### Dataset entries

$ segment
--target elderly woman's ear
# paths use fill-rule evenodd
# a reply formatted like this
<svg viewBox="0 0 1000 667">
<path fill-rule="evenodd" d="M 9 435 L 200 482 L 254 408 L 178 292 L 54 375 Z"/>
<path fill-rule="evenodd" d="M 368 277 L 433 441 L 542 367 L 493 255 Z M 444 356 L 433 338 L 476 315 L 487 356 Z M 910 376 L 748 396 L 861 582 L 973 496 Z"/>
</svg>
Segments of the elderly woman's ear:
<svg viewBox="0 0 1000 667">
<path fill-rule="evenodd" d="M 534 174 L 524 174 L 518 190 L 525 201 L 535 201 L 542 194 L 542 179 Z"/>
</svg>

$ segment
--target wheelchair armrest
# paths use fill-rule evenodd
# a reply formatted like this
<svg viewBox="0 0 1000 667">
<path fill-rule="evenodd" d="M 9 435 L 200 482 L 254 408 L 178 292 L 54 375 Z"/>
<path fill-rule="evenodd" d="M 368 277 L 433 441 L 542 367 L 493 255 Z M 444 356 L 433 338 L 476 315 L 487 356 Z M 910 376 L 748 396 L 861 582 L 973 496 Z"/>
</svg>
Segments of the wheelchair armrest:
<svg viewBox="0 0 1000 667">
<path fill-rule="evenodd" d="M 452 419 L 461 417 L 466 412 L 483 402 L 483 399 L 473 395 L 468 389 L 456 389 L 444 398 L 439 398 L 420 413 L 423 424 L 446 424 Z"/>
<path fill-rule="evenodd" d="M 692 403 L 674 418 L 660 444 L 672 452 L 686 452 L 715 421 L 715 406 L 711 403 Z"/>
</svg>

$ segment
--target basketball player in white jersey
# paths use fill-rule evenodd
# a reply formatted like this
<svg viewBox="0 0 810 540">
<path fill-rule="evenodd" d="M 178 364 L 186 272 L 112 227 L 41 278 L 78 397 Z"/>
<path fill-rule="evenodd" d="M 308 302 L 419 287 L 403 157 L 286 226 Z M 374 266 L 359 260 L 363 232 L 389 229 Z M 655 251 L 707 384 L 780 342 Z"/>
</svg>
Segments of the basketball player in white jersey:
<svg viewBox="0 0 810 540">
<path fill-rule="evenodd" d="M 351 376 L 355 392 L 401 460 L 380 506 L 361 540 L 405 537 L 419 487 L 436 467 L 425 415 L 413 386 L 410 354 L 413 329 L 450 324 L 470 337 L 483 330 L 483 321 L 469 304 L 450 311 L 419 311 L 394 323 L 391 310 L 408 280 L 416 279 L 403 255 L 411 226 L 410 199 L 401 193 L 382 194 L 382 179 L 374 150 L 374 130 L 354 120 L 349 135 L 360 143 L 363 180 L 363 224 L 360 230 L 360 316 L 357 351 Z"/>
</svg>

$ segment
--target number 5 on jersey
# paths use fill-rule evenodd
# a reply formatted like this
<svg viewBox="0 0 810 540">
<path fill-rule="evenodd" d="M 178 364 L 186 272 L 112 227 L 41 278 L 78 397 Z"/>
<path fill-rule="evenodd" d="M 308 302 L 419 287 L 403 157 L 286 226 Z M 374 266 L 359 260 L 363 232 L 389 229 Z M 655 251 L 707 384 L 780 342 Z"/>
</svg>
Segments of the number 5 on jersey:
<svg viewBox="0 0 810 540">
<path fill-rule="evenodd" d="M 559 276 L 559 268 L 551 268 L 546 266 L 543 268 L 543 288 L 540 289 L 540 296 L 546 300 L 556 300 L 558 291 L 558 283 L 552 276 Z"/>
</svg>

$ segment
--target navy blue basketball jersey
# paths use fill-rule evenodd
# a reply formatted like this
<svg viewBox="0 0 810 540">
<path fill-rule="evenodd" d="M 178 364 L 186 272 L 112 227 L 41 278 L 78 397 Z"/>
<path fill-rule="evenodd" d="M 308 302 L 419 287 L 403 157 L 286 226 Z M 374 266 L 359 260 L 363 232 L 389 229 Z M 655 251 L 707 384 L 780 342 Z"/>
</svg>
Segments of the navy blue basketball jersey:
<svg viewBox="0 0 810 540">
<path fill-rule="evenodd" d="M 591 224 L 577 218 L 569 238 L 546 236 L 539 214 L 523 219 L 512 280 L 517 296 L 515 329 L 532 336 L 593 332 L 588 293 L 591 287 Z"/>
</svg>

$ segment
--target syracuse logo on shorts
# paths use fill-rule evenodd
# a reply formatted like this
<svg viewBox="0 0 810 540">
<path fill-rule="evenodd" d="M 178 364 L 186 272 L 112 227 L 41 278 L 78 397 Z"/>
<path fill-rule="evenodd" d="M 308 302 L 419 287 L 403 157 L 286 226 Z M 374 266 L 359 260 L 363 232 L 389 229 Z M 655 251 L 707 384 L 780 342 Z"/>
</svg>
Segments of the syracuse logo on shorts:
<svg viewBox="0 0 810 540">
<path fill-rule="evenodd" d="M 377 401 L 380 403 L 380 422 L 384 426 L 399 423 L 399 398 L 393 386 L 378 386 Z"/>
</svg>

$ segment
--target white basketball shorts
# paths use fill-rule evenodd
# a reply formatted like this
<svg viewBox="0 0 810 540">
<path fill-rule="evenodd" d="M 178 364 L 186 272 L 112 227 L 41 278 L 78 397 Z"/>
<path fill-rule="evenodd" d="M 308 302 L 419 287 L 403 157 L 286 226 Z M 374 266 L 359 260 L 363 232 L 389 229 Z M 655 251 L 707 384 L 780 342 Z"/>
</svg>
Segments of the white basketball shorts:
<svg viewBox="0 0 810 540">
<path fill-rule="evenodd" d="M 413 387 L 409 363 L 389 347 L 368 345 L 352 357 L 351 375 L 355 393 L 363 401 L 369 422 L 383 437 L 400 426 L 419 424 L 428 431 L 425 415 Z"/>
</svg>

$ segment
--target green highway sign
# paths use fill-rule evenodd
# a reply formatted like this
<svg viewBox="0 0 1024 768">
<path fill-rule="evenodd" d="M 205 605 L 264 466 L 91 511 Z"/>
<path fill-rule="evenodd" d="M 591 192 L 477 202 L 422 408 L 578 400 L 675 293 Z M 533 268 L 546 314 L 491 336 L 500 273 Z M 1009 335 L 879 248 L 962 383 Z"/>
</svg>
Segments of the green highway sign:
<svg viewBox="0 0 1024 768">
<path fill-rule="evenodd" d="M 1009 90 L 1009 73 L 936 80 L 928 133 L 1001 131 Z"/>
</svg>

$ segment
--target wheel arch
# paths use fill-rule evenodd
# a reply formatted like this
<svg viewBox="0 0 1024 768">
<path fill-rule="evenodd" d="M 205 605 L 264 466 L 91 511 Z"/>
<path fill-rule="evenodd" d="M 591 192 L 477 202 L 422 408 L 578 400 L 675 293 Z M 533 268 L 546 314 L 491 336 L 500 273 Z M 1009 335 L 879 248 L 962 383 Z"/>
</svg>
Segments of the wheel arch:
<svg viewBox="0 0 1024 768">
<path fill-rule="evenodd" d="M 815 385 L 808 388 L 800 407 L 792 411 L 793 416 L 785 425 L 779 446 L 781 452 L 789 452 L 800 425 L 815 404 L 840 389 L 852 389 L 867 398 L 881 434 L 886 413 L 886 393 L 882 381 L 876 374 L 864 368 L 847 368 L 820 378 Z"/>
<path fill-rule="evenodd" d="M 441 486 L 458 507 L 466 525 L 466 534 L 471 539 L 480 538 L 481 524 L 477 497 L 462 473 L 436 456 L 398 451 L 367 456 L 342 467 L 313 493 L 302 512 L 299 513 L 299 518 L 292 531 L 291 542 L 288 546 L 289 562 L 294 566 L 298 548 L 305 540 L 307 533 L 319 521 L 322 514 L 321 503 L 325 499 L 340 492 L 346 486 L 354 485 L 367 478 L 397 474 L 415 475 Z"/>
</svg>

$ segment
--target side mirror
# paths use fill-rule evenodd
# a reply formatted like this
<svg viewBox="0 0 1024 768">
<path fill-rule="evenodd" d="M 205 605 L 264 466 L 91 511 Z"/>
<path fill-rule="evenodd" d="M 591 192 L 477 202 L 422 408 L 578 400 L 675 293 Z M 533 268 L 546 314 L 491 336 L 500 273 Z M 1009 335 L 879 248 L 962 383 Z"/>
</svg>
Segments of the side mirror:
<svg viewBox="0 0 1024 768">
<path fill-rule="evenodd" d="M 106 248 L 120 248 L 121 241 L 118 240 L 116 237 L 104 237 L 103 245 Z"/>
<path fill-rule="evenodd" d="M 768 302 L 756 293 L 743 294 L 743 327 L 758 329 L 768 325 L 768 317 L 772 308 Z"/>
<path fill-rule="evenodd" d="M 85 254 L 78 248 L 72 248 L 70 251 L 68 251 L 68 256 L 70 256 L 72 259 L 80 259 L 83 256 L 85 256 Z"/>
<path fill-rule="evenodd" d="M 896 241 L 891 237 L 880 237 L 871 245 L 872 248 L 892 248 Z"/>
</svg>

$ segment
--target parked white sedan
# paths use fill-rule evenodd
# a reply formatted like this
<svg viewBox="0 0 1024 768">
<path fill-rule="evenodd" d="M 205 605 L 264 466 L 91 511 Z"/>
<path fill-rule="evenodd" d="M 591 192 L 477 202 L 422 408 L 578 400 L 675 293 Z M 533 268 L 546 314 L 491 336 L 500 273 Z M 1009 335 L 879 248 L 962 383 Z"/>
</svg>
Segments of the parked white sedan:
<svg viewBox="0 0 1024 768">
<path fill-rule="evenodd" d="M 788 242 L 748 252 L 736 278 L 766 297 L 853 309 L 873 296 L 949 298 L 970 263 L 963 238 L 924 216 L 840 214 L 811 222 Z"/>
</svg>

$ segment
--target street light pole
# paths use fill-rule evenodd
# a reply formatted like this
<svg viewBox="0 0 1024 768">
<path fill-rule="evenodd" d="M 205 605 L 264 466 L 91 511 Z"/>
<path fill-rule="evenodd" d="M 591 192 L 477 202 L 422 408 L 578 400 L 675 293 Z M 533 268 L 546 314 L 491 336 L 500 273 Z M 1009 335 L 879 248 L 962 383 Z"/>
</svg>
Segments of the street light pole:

######

## Your instructions:
Scan the records above for the string "pole", then report every line that contains it.

## Written reply:
--target street light pole
Segments of the street light pole:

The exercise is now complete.